TO DO: Output the lines of the records below without any changes.

* Begin DATASET EXTRACT *

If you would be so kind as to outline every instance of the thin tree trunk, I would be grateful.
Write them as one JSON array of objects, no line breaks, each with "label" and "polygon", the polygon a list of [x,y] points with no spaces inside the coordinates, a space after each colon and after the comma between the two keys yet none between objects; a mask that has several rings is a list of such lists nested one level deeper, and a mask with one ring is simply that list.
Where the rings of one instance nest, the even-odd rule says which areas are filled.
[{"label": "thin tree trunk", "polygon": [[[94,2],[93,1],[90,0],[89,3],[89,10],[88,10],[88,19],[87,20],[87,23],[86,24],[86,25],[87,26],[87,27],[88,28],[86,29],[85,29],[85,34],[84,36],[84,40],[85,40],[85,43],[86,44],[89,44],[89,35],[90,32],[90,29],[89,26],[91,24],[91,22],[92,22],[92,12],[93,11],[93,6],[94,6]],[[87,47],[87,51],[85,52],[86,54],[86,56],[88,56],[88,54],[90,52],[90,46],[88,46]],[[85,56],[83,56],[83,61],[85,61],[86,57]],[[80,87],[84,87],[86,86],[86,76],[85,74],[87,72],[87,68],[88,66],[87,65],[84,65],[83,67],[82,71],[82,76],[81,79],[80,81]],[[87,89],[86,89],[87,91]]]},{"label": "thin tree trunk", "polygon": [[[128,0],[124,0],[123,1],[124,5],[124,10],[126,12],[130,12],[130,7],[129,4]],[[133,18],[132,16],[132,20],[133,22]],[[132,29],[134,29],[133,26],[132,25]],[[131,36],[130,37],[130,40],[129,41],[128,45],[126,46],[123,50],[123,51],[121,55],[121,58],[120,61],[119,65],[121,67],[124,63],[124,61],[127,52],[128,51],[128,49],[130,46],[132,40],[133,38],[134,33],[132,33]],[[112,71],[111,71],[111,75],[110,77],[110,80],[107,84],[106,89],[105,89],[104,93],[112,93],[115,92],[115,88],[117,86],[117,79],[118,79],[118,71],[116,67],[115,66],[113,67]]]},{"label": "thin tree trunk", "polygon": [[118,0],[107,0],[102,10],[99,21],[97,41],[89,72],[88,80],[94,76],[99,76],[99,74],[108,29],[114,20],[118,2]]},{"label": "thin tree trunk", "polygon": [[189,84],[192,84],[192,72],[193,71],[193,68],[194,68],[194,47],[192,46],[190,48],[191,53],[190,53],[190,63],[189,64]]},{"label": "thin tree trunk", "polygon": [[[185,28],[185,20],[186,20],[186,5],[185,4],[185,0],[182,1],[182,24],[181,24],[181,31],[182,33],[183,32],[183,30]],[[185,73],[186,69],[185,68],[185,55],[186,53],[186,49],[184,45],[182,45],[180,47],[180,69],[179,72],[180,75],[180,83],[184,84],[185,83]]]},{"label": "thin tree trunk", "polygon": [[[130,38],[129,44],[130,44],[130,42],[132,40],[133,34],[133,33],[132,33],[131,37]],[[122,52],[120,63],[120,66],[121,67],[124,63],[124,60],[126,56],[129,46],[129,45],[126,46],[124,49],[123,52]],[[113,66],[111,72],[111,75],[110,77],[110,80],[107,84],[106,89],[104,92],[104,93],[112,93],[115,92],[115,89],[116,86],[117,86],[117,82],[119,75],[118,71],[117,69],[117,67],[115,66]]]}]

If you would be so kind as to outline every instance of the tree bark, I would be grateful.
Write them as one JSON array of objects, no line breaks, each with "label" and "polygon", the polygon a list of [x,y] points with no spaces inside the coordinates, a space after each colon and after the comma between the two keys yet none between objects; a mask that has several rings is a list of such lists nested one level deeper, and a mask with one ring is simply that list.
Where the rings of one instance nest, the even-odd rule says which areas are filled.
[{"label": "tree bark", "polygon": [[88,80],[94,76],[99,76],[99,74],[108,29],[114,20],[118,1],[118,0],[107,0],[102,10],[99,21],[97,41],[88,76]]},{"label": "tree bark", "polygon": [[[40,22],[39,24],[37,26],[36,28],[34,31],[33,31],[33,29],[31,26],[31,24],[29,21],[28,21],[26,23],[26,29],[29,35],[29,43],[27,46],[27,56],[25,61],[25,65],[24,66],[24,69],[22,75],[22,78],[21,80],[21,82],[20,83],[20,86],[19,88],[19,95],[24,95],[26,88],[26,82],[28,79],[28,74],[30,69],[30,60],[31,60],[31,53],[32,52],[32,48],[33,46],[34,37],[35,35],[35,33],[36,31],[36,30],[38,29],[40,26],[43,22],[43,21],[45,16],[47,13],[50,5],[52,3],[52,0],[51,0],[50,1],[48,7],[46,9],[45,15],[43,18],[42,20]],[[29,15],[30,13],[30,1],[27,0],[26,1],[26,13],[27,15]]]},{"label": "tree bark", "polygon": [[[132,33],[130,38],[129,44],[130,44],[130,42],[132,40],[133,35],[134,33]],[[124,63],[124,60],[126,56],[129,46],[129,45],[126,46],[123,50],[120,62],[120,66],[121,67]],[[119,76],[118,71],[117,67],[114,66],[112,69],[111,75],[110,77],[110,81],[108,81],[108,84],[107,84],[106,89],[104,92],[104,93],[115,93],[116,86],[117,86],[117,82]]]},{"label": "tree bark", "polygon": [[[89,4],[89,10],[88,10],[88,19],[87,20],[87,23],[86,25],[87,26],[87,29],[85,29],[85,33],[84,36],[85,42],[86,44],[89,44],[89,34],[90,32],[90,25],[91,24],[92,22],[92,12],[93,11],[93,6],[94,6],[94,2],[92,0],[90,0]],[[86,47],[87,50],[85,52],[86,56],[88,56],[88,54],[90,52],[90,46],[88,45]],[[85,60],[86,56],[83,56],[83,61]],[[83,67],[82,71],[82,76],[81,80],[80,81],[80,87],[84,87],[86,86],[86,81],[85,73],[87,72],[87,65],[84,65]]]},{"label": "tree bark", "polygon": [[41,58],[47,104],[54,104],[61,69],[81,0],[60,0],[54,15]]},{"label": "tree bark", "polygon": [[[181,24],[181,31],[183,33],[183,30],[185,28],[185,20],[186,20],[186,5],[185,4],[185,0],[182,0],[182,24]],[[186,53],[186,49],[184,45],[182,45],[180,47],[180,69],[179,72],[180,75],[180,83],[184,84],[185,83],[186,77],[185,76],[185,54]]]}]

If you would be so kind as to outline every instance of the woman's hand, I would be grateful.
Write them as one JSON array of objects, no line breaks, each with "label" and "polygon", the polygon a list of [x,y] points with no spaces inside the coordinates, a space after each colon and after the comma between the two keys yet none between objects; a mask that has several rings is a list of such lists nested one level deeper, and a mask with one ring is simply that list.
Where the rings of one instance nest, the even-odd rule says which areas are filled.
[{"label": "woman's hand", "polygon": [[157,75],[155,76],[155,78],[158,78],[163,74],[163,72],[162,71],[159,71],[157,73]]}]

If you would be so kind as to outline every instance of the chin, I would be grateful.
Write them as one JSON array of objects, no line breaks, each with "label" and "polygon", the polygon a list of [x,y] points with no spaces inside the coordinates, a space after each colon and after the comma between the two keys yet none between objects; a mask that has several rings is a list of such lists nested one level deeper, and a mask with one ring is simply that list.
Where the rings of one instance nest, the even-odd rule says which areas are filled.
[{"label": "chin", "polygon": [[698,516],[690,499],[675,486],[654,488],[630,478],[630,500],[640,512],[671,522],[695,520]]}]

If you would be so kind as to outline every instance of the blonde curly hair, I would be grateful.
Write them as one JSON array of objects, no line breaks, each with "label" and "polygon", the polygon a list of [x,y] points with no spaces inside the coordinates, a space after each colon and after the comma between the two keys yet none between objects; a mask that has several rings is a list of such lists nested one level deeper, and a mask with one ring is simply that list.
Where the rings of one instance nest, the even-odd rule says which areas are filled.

* End DATASET EXTRACT *

ANSWER TO THIS EXERCISE:
If you would be so kind as to outline every instance of the thin tree trunk, I would be grateful.
Write them as one JSON array of objects, no line breaks, each with "label" and "polygon", the polygon a list of [x,y] points with no spaces inside the coordinates, a space after each colon and after the comma between the two keys yet none between objects; a mask that has several rings is a list of such lists nested one level deeper, and a mask with one ring is simply that list.
Where the rings of one instance nest, the even-odd rule says which areas are filled.
[{"label": "thin tree trunk", "polygon": [[[94,2],[93,1],[90,0],[89,3],[89,10],[88,10],[88,19],[87,20],[87,23],[86,24],[86,25],[87,26],[87,27],[88,28],[86,29],[85,29],[85,34],[84,36],[84,40],[85,40],[85,43],[86,44],[89,44],[89,35],[90,32],[90,29],[89,26],[91,24],[91,22],[92,22],[92,12],[93,11],[93,6],[94,6]],[[87,47],[87,51],[85,52],[86,54],[86,56],[88,56],[88,54],[90,52],[90,46],[88,46]],[[85,56],[83,56],[83,61],[85,61],[86,57]],[[80,87],[84,87],[86,86],[86,76],[85,74],[87,72],[87,68],[88,66],[87,65],[84,65],[83,67],[82,71],[82,76],[81,79],[80,81]],[[87,89],[86,89],[87,91]]]},{"label": "thin tree trunk", "polygon": [[[128,0],[124,0],[123,1],[124,5],[124,10],[126,12],[130,12],[130,7],[129,4]],[[133,18],[132,16],[132,20],[133,22]],[[132,29],[134,29],[133,26],[132,25]],[[131,36],[130,37],[130,40],[129,41],[128,45],[126,46],[123,50],[123,51],[121,55],[121,58],[120,61],[119,65],[121,67],[124,63],[124,61],[127,52],[128,51],[128,49],[130,46],[132,40],[133,38],[134,33],[132,33]],[[112,71],[111,71],[111,75],[110,77],[110,80],[107,84],[106,89],[105,89],[104,93],[112,93],[115,92],[115,88],[117,86],[117,79],[118,79],[118,71],[116,67],[115,66],[113,67]]]},{"label": "thin tree trunk", "polygon": [[118,0],[107,0],[102,10],[99,21],[97,41],[89,72],[88,80],[94,76],[99,76],[99,74],[108,29],[114,20],[118,2]]},{"label": "thin tree trunk", "polygon": [[189,84],[192,84],[192,72],[193,71],[193,68],[194,68],[194,47],[192,46],[190,48],[191,53],[190,53],[190,63],[189,64]]},{"label": "thin tree trunk", "polygon": [[[185,28],[185,20],[186,20],[186,5],[185,4],[185,0],[182,1],[182,24],[181,24],[181,31],[182,33],[183,32],[183,30]],[[185,73],[186,69],[185,68],[185,55],[186,53],[186,49],[184,45],[182,45],[180,47],[180,69],[179,72],[180,75],[180,83],[184,84],[185,83]]]},{"label": "thin tree trunk", "polygon": [[[130,38],[129,44],[130,44],[130,42],[132,40],[133,34],[133,33],[132,33],[131,37]],[[122,52],[120,63],[120,66],[121,67],[124,63],[124,60],[126,56],[129,46],[129,45],[126,46],[124,49],[123,52]],[[113,66],[111,72],[111,75],[110,77],[110,80],[107,84],[106,89],[104,92],[104,93],[112,93],[115,92],[115,89],[116,86],[117,86],[117,82],[119,75],[118,71],[117,69],[117,67],[115,66]]]}]

If you would be so kind as to outline every instance of the tree bark, I would be grateful.
Write them as one JSON array of objects, no line breaks, each with "label" and "polygon", the polygon a list of [x,y] points with no spaces inside the coordinates, a space after each colon and after the comma between the two keys yet none between objects; a mask that has several rings is a list of such lists nested one level deeper, and a mask with one ring is simply that list.
Where the rings of one instance nest, the even-odd rule says which areas are filled.
[{"label": "tree bark", "polygon": [[88,80],[94,76],[99,76],[99,74],[108,29],[114,20],[118,1],[118,0],[107,0],[102,10],[99,21],[97,41],[88,76]]},{"label": "tree bark", "polygon": [[[40,22],[39,24],[37,26],[36,28],[34,31],[33,31],[33,29],[31,26],[31,24],[29,21],[28,21],[26,23],[26,29],[29,35],[29,43],[27,46],[27,56],[25,61],[25,65],[24,66],[24,69],[22,75],[22,78],[21,80],[21,82],[20,83],[20,86],[19,88],[19,95],[24,95],[26,88],[26,82],[28,79],[28,74],[30,69],[30,60],[31,60],[31,53],[32,52],[32,48],[33,46],[34,37],[35,35],[35,33],[36,31],[36,30],[38,29],[40,26],[43,22],[43,21],[45,16],[47,13],[50,5],[52,3],[52,0],[51,0],[50,1],[48,7],[46,9],[45,15],[43,18],[42,20]],[[29,15],[30,13],[30,1],[27,0],[26,1],[26,13],[27,15]]]},{"label": "tree bark", "polygon": [[[132,33],[130,38],[129,44],[130,44],[130,42],[132,40],[133,35],[134,33]],[[124,63],[124,60],[126,56],[129,46],[129,45],[126,46],[123,50],[120,62],[120,66],[121,67]],[[119,76],[118,71],[117,67],[114,66],[112,69],[111,75],[110,77],[110,81],[108,81],[108,84],[107,84],[106,89],[104,92],[104,93],[115,93],[116,86],[117,86],[117,82]]]},{"label": "tree bark", "polygon": [[[89,4],[89,10],[88,10],[88,19],[87,20],[87,23],[86,25],[87,26],[87,29],[85,29],[85,33],[84,36],[85,42],[86,44],[89,44],[89,34],[90,32],[90,25],[91,24],[92,22],[92,12],[93,11],[93,6],[94,6],[94,2],[92,0],[90,0]],[[86,47],[87,50],[85,52],[86,56],[88,56],[88,54],[90,52],[90,46],[88,45]],[[85,60],[86,56],[83,56],[83,61]],[[83,67],[82,71],[82,76],[81,80],[80,81],[80,87],[84,87],[86,86],[86,81],[85,73],[87,72],[87,65],[84,65]]]},{"label": "tree bark", "polygon": [[41,58],[47,104],[54,104],[61,69],[81,0],[60,0],[54,15]]},{"label": "tree bark", "polygon": [[[181,24],[181,31],[183,33],[183,30],[185,28],[185,20],[186,20],[186,5],[185,4],[185,0],[182,0],[182,24]],[[186,53],[186,49],[184,45],[182,45],[180,47],[180,69],[179,72],[180,75],[180,83],[184,84],[185,83],[186,77],[185,76],[185,54]]]}]

If you would be so kind as to outline every instance of the woman's hand, I would be grateful.
Write them as one JSON array of objects, no line breaks, each with "label" and "polygon", the polygon a list of [x,y] points with no spaces inside the coordinates, a space after each colon and after the comma between the two keys yet none between objects; a mask that has several rings is a list of such lists nested one level deeper, and a mask with one ring is simply that list.
Where the rings of one instance nest, the even-odd rule says which areas are filled.
[{"label": "woman's hand", "polygon": [[157,75],[155,76],[155,78],[158,78],[163,74],[163,72],[162,71],[159,71],[157,73]]}]

If you would be so kind as to outline every instance of the chin, I would be grateful.
Write them as one JSON array of objects, no line breaks, each with "label" and "polygon", the polygon a list of [x,y] points with no spaces inside the coordinates, a space after each colon and after the comma between the two keys yet none between objects; a mask that has several rings is a list of such lists nested one level deeper, and a mask with one ring is simply that list.
Where the rings of one instance nest, the even-odd rule says which areas are filled.
[{"label": "chin", "polygon": [[698,516],[690,499],[675,486],[654,488],[630,478],[630,500],[640,512],[671,522],[695,520]]}]

If you would be so kind as to outline every instance of the blonde curly hair, I would be grateful.
Write them as one JSON array of objects, no line breaks, each with "label" and "polygon", the polygon a list of [x,y] points with no spaces inside the coordinates, a space after each colon and after the comma between the two keys yet none between objects; a mask that has several rings is a list of such lists nested one level deeper, and a mask with one ring is simply that list.
Where the rings of one instance nest, the even-odd rule says which areas are filled.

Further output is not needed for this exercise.